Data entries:
+++++

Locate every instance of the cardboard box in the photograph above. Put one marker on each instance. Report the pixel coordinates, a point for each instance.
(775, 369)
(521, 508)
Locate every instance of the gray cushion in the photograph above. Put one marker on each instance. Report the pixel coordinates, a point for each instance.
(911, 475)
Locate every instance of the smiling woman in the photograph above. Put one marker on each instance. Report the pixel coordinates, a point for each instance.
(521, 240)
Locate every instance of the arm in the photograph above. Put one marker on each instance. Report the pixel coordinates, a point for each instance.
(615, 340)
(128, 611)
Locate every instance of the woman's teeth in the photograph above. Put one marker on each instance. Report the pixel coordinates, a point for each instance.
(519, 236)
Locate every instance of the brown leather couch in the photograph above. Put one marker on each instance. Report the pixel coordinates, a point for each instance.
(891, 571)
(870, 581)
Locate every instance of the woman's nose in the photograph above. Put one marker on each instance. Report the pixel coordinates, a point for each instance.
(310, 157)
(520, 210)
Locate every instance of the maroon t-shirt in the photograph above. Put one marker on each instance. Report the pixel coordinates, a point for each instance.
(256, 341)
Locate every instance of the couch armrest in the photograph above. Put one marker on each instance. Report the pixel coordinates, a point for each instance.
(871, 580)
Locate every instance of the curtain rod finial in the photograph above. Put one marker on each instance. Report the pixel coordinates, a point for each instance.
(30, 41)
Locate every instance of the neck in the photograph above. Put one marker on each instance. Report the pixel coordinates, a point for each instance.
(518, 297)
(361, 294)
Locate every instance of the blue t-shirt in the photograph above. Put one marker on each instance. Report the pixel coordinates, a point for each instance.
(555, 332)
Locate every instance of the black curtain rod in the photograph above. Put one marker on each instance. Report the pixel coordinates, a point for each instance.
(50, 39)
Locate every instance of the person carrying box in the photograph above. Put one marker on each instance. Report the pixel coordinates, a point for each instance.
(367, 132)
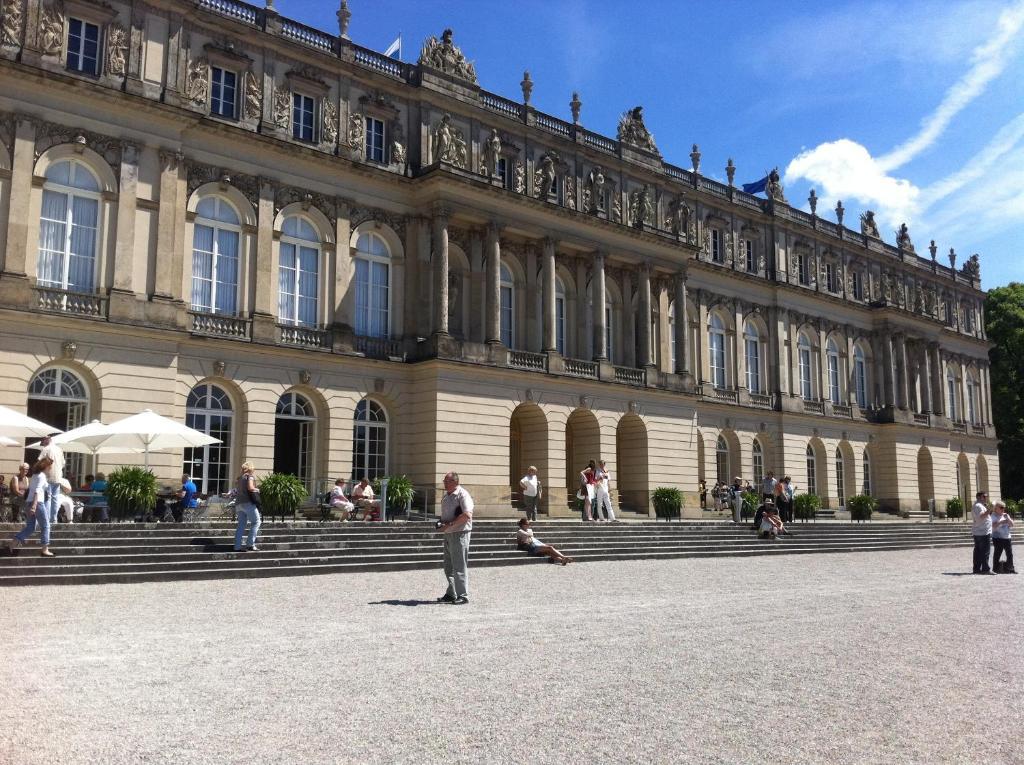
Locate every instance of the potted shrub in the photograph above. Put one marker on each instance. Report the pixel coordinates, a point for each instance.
(131, 491)
(281, 494)
(805, 506)
(861, 507)
(668, 502)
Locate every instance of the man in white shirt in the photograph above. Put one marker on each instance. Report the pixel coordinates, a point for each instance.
(982, 530)
(530, 485)
(53, 474)
(456, 523)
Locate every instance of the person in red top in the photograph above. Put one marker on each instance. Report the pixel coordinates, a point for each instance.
(588, 489)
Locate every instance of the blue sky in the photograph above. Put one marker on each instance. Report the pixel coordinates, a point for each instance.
(911, 109)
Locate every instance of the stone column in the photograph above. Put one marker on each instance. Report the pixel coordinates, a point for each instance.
(548, 296)
(493, 253)
(600, 337)
(681, 329)
(646, 357)
(440, 255)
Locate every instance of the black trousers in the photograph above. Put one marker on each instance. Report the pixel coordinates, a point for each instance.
(982, 548)
(1003, 546)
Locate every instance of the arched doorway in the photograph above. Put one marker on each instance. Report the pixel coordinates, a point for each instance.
(527, 444)
(631, 461)
(926, 477)
(294, 438)
(583, 443)
(59, 397)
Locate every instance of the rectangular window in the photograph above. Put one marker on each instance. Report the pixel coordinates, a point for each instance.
(223, 89)
(303, 112)
(83, 47)
(375, 139)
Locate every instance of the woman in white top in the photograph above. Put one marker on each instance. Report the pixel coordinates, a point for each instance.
(527, 542)
(36, 510)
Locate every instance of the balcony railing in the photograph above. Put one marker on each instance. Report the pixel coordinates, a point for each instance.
(304, 337)
(217, 325)
(630, 376)
(379, 347)
(580, 368)
(75, 303)
(523, 359)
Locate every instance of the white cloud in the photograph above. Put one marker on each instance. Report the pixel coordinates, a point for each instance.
(988, 61)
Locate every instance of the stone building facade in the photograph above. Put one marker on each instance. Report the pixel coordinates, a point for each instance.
(345, 264)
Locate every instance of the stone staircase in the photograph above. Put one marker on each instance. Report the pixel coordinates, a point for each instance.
(135, 552)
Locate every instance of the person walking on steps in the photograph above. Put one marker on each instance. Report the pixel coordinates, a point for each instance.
(455, 525)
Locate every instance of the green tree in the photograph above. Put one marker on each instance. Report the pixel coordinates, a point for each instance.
(1005, 326)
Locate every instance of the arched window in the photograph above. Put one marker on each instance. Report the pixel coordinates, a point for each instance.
(812, 471)
(752, 348)
(215, 257)
(209, 411)
(69, 227)
(758, 461)
(559, 315)
(507, 307)
(294, 430)
(840, 479)
(369, 440)
(716, 350)
(58, 397)
(299, 273)
(722, 460)
(860, 376)
(865, 463)
(832, 356)
(804, 363)
(373, 282)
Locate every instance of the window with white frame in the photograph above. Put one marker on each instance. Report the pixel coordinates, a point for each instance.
(860, 376)
(375, 140)
(804, 355)
(209, 411)
(812, 471)
(83, 47)
(716, 350)
(752, 347)
(69, 227)
(369, 440)
(303, 118)
(223, 92)
(507, 307)
(215, 257)
(299, 272)
(373, 281)
(832, 356)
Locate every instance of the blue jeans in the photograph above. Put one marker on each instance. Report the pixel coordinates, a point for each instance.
(247, 514)
(42, 517)
(54, 504)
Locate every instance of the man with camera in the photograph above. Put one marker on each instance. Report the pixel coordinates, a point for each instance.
(456, 524)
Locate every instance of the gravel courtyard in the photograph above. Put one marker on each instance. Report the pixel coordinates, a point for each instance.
(882, 657)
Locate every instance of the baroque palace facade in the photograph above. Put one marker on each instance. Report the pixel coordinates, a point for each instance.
(342, 264)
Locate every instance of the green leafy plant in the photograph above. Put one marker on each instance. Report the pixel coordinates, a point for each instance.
(131, 490)
(282, 494)
(668, 502)
(861, 506)
(805, 506)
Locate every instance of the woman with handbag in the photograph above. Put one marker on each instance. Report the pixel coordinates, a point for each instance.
(248, 508)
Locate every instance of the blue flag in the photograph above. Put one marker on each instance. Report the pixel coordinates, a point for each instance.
(757, 186)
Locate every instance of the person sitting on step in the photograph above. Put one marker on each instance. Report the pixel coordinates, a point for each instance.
(528, 543)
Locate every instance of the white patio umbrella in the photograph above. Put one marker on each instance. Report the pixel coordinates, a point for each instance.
(83, 440)
(146, 432)
(14, 424)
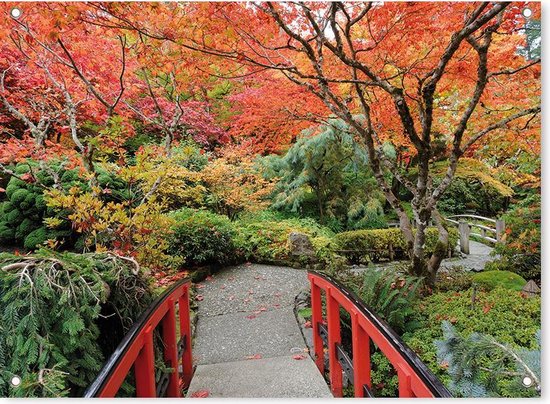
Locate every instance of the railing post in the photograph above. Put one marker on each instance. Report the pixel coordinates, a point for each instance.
(171, 348)
(333, 320)
(404, 378)
(144, 367)
(464, 230)
(316, 319)
(361, 356)
(499, 226)
(185, 332)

+++++

> Problem to solve
Reproduce the lines of the data above, starting with the line containing "Locate every instance of the white patio" and continuing through the end of the data, and keep the requests unchanged. Shift every coordinate value in the answers by adding 24 to each number, and omit the pictures.

> Solved exercise
Locate every instance of the white patio umbrella in the photograph above. Put one marker on each instance. Report the pixel coordinates, a point for each instance.
(107, 464)
(170, 456)
(38, 448)
Locate every instance of the railing post in the photograph above. Put one marker on each instance. Report the pixel coordinates, a point for each instance.
(195, 372)
(357, 344)
(428, 402)
(168, 391)
(488, 254)
(340, 343)
(385, 380)
(523, 250)
(209, 356)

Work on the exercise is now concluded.